* _Problem requirements_: Pick out every line in the records below that contains the word "muddy", and copy each such line.

#### Data rows

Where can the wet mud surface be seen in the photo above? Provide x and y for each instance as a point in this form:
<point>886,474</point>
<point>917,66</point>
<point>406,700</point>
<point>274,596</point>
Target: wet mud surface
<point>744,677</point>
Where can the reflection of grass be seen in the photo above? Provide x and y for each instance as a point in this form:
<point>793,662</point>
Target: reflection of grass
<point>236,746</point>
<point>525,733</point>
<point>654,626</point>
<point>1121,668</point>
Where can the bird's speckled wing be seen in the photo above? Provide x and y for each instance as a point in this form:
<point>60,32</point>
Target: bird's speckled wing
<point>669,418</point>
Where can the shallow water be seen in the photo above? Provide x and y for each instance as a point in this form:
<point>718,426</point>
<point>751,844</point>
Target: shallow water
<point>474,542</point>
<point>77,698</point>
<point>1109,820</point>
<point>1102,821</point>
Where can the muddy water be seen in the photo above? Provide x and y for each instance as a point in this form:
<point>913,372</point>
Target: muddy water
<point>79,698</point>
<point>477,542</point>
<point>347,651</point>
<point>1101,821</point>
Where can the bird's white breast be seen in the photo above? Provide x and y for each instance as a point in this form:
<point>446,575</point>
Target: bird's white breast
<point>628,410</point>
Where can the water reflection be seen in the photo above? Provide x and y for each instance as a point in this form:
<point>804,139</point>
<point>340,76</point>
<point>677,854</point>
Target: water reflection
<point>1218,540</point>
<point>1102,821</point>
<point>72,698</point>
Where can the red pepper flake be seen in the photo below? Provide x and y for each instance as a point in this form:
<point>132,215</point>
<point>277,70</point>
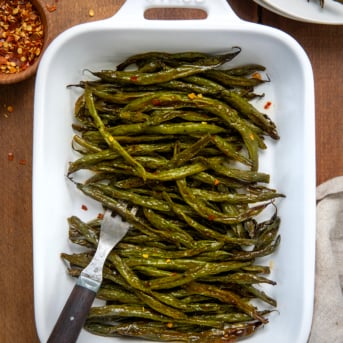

########

* _Response for this exercise_:
Where can the muddy water be seen in the photo above? Provide x and y for each instance as a point in this form:
Target: muddy water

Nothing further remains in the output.